Installation Known Issues
  • Issue 1617459: Host configuration for Ubuntu does not support sourcing of interface configuration files
    If the pnic interface is not in the /etc/network/interfaces file, then MTU is not configured correctly in network configuration file. Because of this, MTU configuration on transport bridge is lost after every reboot.

    Workaround: Move PNIC interface configuration to /etc/network/interfaces

  • Issue 1906410: Attempting to delete the host from the UI without first deleting the transport node, causes the host go into an inconsistent state

    Attempting to delete the host from the UI without first deleting the transport node, causes the host to go into an inconsistent state. If you attempt to delete the transport node while the host is in the inconsistent state, the UI does not allow you to delete this host.

    Workaround:

    1. Before deleting the transport node, power-off all the tenant VMs deployed on this transport node.
    2. Remove the transport zone from the transport node.
    3. Delete the transport node.
    4. If the transport node is deleted successfully then delete the respective Host.

    If the transport node deletion fails, complete the steps in the KB https://kb.vmware.com/s/article/52068.

  • Issue 1957059: Host unprep fails if host with existing vibs added to the cluster when trying to unprep

    If vibs are not removed completely before adding the hosts to the cluster, the host unprep operations fails.

    Workaround: Make sure that vibs on the hosts are removed completely and restart the host.

  • Issue 2106956: Joining two NSX Controllers of the same cluster to two different NSX Managers causes undefined datapath issues

    Joining two NSX Controllers of the same NSX Controller cluster to two different NSX Managers causes undefined datapath issues.

    Workaround: Use the detach CLI command on the NSX Manager to remove the NSX Controller from the NSX Controller cluster. Reconfigure the NSX Controller cluster so that all the NSX Controllers in a cluster are registered with the same NSX Manager.

    See the NSX Controller Installation and Clustering section of the NSX-T Installation Guide.

  • Issue 2106973: Initializing the NSX Controller cluster on all the NSX Controllers causes each of the NSX Controller to become a one node NSX Controller cluster resulting in undefined datapath connectivity issues

    Avoid initializing the NSX Controller cluster on all the NSX Controllers which causes each of the NSX Controller to become a one node NSX Controller cluster resulting in undefined datapath connectivity issues. Initialize the NSX Controller cluster on only the first NSX Controller and join the other NSX Controllers to the cluster by running the join control-cluster CLI command on the first NSX Controller.

## WRITTEN PROBLEM 1
In the installation known issues text, what should you do if the pnic interface is missing from the /etc/network/interfaces file?

[Dataset records]

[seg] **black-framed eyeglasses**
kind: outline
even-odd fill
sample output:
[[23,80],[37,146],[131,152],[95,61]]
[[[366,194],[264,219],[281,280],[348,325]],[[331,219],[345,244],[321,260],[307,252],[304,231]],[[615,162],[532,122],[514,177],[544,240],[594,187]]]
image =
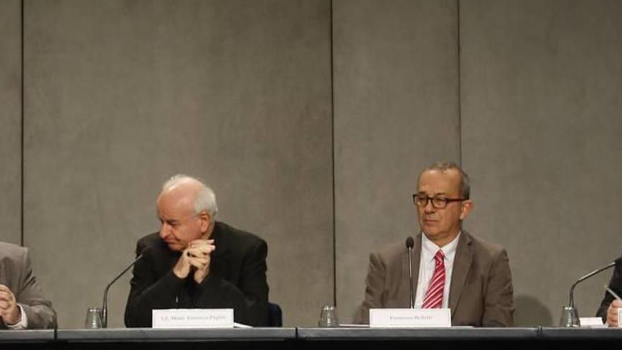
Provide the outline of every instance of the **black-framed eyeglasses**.
[[428,202],[432,202],[432,206],[437,209],[444,209],[447,208],[448,203],[452,202],[464,202],[466,199],[464,198],[445,198],[444,197],[429,197],[427,195],[413,194],[413,202],[416,205],[421,207],[425,207],[428,205]]

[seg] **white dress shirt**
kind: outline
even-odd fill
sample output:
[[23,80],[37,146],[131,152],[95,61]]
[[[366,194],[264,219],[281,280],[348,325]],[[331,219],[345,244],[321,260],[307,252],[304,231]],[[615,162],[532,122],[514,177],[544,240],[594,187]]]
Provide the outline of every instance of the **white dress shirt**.
[[20,308],[19,322],[15,325],[6,325],[5,323],[4,325],[8,327],[9,329],[25,329],[28,327],[28,318],[26,317],[26,313],[24,312],[24,308],[22,308],[22,305],[19,303],[18,303],[17,305]]
[[456,257],[456,248],[458,246],[458,240],[460,239],[460,233],[454,238],[454,240],[439,248],[436,243],[430,240],[425,233],[421,234],[421,257],[419,259],[419,277],[417,279],[417,294],[415,298],[415,308],[421,308],[423,305],[423,299],[426,298],[426,292],[428,291],[428,285],[434,274],[434,269],[436,263],[434,256],[439,249],[445,254],[445,287],[442,291],[442,308],[449,308],[450,304],[450,286],[452,283],[452,271],[454,268],[454,258]]

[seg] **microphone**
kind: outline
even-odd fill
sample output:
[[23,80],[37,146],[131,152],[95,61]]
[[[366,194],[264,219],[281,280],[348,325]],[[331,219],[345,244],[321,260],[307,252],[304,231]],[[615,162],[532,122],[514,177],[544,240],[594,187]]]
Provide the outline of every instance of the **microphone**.
[[136,257],[134,259],[134,261],[133,261],[131,262],[131,264],[129,264],[129,266],[126,267],[125,269],[122,271],[120,274],[117,275],[117,276],[115,277],[115,279],[113,279],[112,282],[109,283],[108,285],[106,286],[106,288],[104,289],[104,301],[102,303],[102,327],[103,327],[103,328],[108,327],[108,289],[110,288],[110,286],[112,286],[112,284],[116,282],[117,280],[119,279],[119,278],[121,278],[121,276],[123,276],[124,274],[127,272],[127,270],[131,269],[131,267],[133,267],[134,265],[134,264],[136,264],[136,262],[139,262],[139,260],[142,259],[143,255],[143,254],[141,254],[140,255],[139,255],[138,257]]
[[562,327],[579,327],[580,325],[580,322],[579,321],[579,313],[577,309],[575,308],[575,287],[577,286],[577,284],[585,281],[586,279],[592,277],[592,276],[599,274],[603,271],[611,269],[614,266],[622,266],[622,257],[619,257],[616,259],[613,262],[610,262],[606,265],[597,269],[592,272],[583,276],[582,277],[577,279],[575,283],[573,284],[573,286],[570,287],[570,291],[568,296],[568,305],[565,306],[563,308],[563,312],[562,313],[562,319],[561,324]]
[[409,285],[411,287],[411,308],[415,308],[415,293],[413,290],[413,246],[415,241],[412,237],[406,239],[406,248],[409,251]]

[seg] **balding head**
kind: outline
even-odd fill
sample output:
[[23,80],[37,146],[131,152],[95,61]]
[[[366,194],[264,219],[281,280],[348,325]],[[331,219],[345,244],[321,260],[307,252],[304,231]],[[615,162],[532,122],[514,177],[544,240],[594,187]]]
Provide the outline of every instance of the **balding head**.
[[175,175],[165,182],[156,202],[162,223],[160,237],[172,250],[206,239],[213,230],[218,211],[213,192],[198,180]]
[[179,192],[186,194],[189,198],[192,197],[194,214],[199,214],[201,211],[207,211],[213,218],[218,211],[216,197],[213,191],[195,177],[183,174],[173,176],[162,185],[162,192],[158,199],[163,194],[173,192]]

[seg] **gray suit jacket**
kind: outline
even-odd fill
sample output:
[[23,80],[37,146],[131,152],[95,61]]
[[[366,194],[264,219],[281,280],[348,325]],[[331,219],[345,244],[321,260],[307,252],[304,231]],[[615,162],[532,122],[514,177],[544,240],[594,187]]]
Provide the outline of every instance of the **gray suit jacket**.
[[[417,290],[421,255],[419,233],[413,249],[414,293]],[[365,284],[365,300],[355,315],[356,322],[369,322],[370,308],[409,307],[410,288],[405,241],[371,253]],[[511,327],[514,315],[512,293],[505,250],[463,230],[450,287],[452,325]]]
[[[56,313],[52,303],[43,298],[41,287],[33,274],[28,249],[0,242],[0,284],[8,287],[23,308],[28,329],[56,326]],[[0,327],[6,328],[1,320]]]

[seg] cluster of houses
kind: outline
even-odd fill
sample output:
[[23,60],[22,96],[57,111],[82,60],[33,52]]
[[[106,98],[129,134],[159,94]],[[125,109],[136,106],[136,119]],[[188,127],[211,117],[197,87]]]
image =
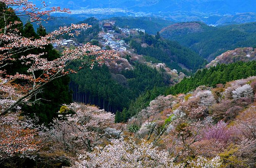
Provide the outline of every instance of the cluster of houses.
[[67,40],[63,39],[62,41],[60,42],[60,44],[58,45],[57,43],[54,43],[52,44],[53,47],[56,48],[58,46],[68,46],[70,45],[74,45],[75,46],[78,46],[81,44],[77,44],[76,41],[73,40]]
[[107,33],[102,35],[103,36],[101,44],[104,46],[109,46],[112,49],[116,51],[126,51],[126,47],[125,47],[125,43],[124,40],[118,40],[115,41],[114,35],[113,34]]

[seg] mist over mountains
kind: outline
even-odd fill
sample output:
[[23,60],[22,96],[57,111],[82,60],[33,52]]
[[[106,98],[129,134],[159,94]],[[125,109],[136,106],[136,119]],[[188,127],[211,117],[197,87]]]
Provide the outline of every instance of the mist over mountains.
[[[36,4],[39,1],[34,1]],[[253,0],[47,0],[49,7],[69,9],[78,18],[161,17],[174,22],[201,21],[221,25],[256,21]]]

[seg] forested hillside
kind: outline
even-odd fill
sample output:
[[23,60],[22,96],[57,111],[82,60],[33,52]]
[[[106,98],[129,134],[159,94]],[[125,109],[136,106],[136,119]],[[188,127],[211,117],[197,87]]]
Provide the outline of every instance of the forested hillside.
[[227,50],[256,45],[255,23],[211,27],[198,22],[171,26],[161,36],[189,47],[208,61]]
[[130,46],[138,54],[149,56],[165,63],[171,68],[182,71],[196,71],[203,67],[206,61],[189,48],[173,41],[162,39],[159,33],[147,34],[131,38]]
[[192,77],[185,78],[180,83],[167,89],[165,94],[187,93],[201,85],[215,87],[217,84],[224,84],[226,82],[255,75],[255,61],[218,64],[209,69],[199,70]]

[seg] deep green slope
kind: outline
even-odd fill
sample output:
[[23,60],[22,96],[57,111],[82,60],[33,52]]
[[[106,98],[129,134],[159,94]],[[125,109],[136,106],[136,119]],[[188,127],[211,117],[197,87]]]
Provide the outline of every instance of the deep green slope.
[[159,34],[133,37],[130,40],[130,46],[137,54],[156,58],[178,71],[182,70],[181,64],[196,71],[206,63],[204,58],[190,49],[177,42],[165,40]]
[[194,23],[180,23],[175,28],[166,28],[161,30],[161,35],[190,47],[208,61],[227,50],[256,45],[255,23],[218,28],[202,23],[200,26],[197,25],[199,30],[193,31]]

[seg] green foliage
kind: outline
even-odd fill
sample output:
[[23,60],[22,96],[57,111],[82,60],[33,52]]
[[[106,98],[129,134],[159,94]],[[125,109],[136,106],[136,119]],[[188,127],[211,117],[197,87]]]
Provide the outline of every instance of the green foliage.
[[88,18],[78,23],[87,23],[92,27],[86,30],[82,30],[79,36],[76,37],[79,43],[90,42],[93,39],[97,39],[98,34],[100,31],[100,24],[99,20],[94,18]]
[[[73,66],[75,66],[75,63]],[[117,75],[122,75],[127,82],[121,82],[113,77]],[[95,104],[106,111],[116,112],[117,122],[125,122],[132,116],[133,113],[125,108],[129,107],[132,100],[146,90],[153,89],[154,86],[169,85],[169,80],[165,79],[155,69],[141,64],[136,64],[133,70],[125,70],[119,74],[111,75],[108,67],[103,65],[91,70],[82,70],[71,75],[72,81],[79,86],[78,91],[73,89],[74,94],[80,95],[75,96],[78,97],[76,100]]]
[[141,94],[135,101],[132,101],[127,113],[130,116],[134,115],[142,110],[149,106],[151,100],[157,96],[163,95],[166,89],[165,87],[154,87],[153,89],[148,90],[146,93]]
[[218,64],[203,69],[190,78],[185,78],[180,82],[169,88],[166,95],[187,93],[201,85],[215,87],[217,84],[246,78],[256,75],[256,62],[238,62],[229,64]]
[[141,28],[151,35],[155,35],[157,31],[173,23],[169,20],[147,17],[116,17],[111,20],[116,21],[115,26],[118,27]]
[[172,114],[172,115],[171,115],[168,118],[164,120],[164,125],[165,125],[166,124],[169,124],[169,123],[173,121],[175,119],[175,116],[174,114]]
[[137,132],[139,131],[140,128],[136,124],[131,124],[128,127],[128,130],[131,132]]

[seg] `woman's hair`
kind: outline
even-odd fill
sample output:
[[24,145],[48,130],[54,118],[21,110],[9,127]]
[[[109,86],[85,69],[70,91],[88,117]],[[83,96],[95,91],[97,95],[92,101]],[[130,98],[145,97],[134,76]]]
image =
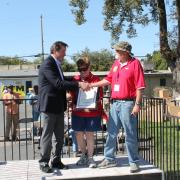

## WRITTEN PROBLEM 2
Copy out the dataset records word for word, beginning at the line containing "[seg] green foliage" and continuing through the end of the records. Leave the pictures out of your answer.

## RESPONSE 1
Move the PNIC interface configuration to /etc/network/interfaces.

## RESPONSE 2
[seg] green foliage
kind: outline
even-odd fill
sample output:
[[23,60],[22,96],[57,111],[82,60],[33,52]]
[[[106,98],[129,134],[159,94]],[[125,109],[136,106],[136,119]],[[188,127],[211,117],[197,87]]]
Provide the outline of every instance of the green foliage.
[[88,18],[78,23],[87,23],[92,27],[86,30],[82,30],[79,36],[76,37],[79,43],[90,42],[93,39],[97,39],[98,34],[100,31],[100,24],[99,20],[94,18]]
[[[73,66],[75,66],[75,63]],[[117,75],[122,75],[127,82],[121,82],[113,77]],[[95,104],[106,111],[116,112],[117,122],[125,122],[132,116],[133,113],[125,108],[129,107],[132,100],[146,90],[153,89],[154,86],[169,85],[169,80],[165,79],[155,69],[141,64],[136,64],[133,70],[125,70],[119,74],[111,75],[108,67],[103,65],[91,70],[82,70],[71,75],[72,81],[79,86],[78,91],[73,89],[74,94],[80,95],[75,96],[78,97],[76,100]]]
[[141,94],[135,101],[132,101],[127,113],[130,116],[134,115],[142,110],[149,106],[151,100],[157,96],[163,95],[166,89],[165,87],[154,87],[153,89],[148,90],[146,93]]
[[218,64],[203,69],[190,78],[185,78],[180,82],[169,88],[166,95],[187,93],[201,85],[215,87],[217,84],[246,78],[256,75],[256,62],[238,62],[229,64]]
[[141,28],[151,35],[155,35],[157,31],[173,23],[169,20],[147,17],[116,17],[111,20],[116,21],[115,26],[118,27]]
[[172,114],[172,115],[171,115],[168,118],[164,120],[164,125],[165,125],[166,124],[169,124],[169,123],[173,121],[175,119],[175,116],[174,114]]
[[137,132],[139,131],[140,128],[136,124],[131,124],[128,127],[128,130],[131,132]]

[seg] `woman's hair`
kind: outline
even-odd fill
sample output:
[[24,145],[48,130],[54,118],[21,110],[9,127]]
[[[109,86],[85,69],[70,91],[88,117]],[[83,96],[95,91],[97,95],[92,101]],[[130,98],[145,97],[134,76]]]
image =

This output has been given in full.